You can make it do what it was meant to do.
The requirement here is modest: a small group of Republican electors must be persuaded to vote their conscience. No question that many of these are appalled at the prospect of a Trump presidency; surely a few are courageous enough to cast a vote for someone else. (Most if not all would vote for another Republican, of course; it doesn't seem likely that many would choose Hillary Clinton.) Depending upon how current recounts turn out, somewhere between a minimum of ten and a maximum of thirty-seven electors would have to defect in order to bring Trump's count down to less than 270.
If neither party ends up with 270 votes, then the decision passes to the House of Representatives, and a vote in that chamber determines the winner. The House is permitted to choose from among the three candidates who receive the most votes in the Electoral College. Hence, dissenting electors can rest assured that they -- and the voters they represent -- will end up with a Republican president. [...]
Why should Democrats fight for this? Because any conceivable choice on the part of the Electoral College and the House, however extreme, would be preferable to Trump.
This would not be an abuse of the Constitution. Quite the opposite, as I say: it would be the proper use of the Constitution to prevent the abuse of a general election. The Founding Fathers would have approved. More: they would have been distressed to see this not happen, given the circumstances. They chose to found a republic that was not a direct democracy, and this is why: a simple binding majority vote provides no check upon the election of a tyrant. (This election was an exception, ironically: Hillary Clinton won the popular vote, and direct democracy would have spared the world the terrifying promise of a Trump presidency.) [...]
So, how do you accomplish this? The process is simple: write to electors in states that went red, and beg them to vote their conscience. The complete list of relevant electors can be found here, with contact information: "Flip the 37."

**Data provided**
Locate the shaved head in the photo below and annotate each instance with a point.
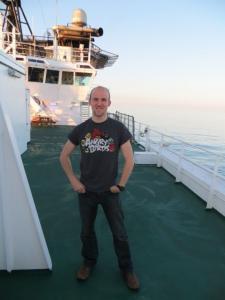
(99, 88)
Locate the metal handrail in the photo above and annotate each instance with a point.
(147, 139)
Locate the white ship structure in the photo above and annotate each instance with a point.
(59, 68)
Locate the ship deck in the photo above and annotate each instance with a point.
(178, 247)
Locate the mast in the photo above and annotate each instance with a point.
(16, 17)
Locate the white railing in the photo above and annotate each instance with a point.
(153, 140)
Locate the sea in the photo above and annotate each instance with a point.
(202, 127)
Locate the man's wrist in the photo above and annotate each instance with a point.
(121, 187)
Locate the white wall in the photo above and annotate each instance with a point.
(14, 98)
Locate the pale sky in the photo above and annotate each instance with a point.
(170, 52)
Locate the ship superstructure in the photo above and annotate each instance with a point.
(60, 68)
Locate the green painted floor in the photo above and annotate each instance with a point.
(178, 247)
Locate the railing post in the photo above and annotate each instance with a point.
(213, 182)
(14, 41)
(139, 133)
(159, 160)
(181, 156)
(89, 50)
(1, 31)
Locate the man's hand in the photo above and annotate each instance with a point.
(78, 186)
(114, 189)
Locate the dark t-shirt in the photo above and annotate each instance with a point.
(99, 146)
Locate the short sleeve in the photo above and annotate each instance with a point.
(125, 135)
(74, 136)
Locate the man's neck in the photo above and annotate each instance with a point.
(99, 119)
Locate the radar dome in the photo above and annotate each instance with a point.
(79, 17)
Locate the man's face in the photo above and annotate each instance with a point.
(99, 102)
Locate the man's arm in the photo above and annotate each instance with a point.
(127, 152)
(67, 167)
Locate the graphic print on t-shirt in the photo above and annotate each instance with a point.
(97, 141)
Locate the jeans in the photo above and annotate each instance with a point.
(88, 205)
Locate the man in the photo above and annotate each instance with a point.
(100, 138)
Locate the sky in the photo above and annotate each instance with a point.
(171, 53)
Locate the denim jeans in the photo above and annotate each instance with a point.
(88, 205)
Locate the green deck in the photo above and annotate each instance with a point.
(178, 247)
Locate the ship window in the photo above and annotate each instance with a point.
(67, 77)
(35, 74)
(52, 76)
(82, 79)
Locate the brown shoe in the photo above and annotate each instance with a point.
(83, 273)
(131, 280)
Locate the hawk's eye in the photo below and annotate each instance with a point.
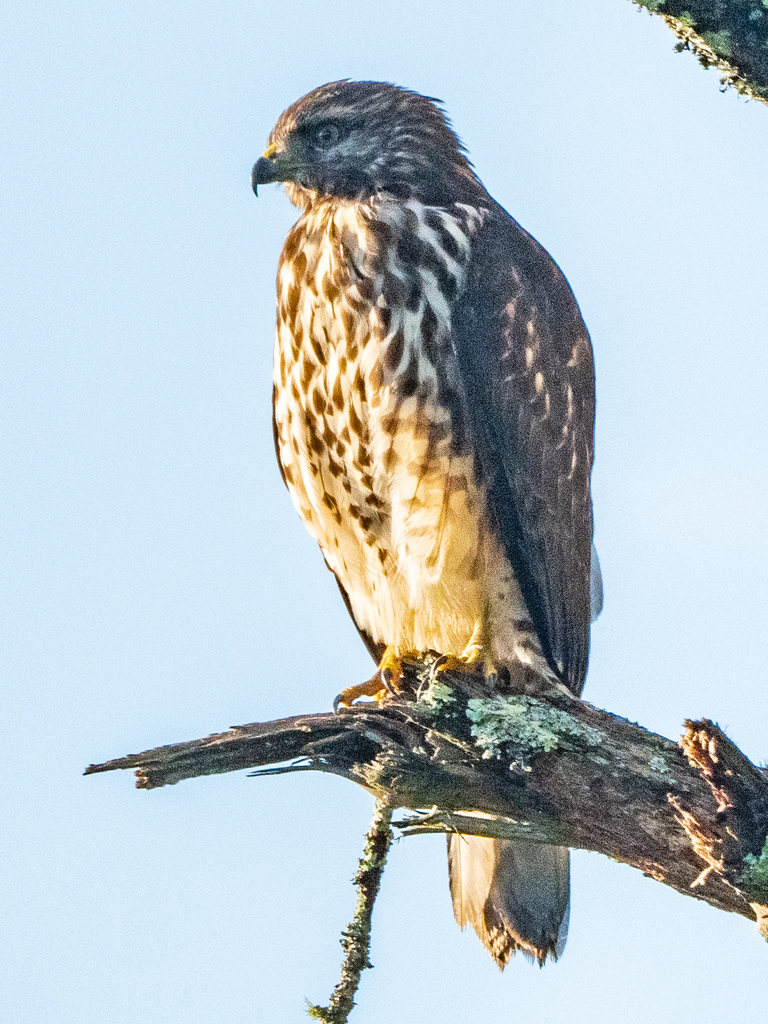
(326, 135)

**Task objective**
Please check each statement against the Electoral College passage and answer yes or no, quoting the words from it that decide the answer. 1. The House may pick from the three candidates with the most Electoral College votes. 2. Hillary Clinton lost the popular vote. 3. At least forty electors would need to defect to bring Trump below 270.

**Complete response**
1. Yes: "The House is permitted to choose from among the three candidates who receive the most votes in the Electoral College."
2. No: "Hillary Clinton won the popular vote"
3. No: "somewhere between a minimum of ten and a maximum of thirty-seven electors would have to defect in order to bring Trump's count down to less than 270."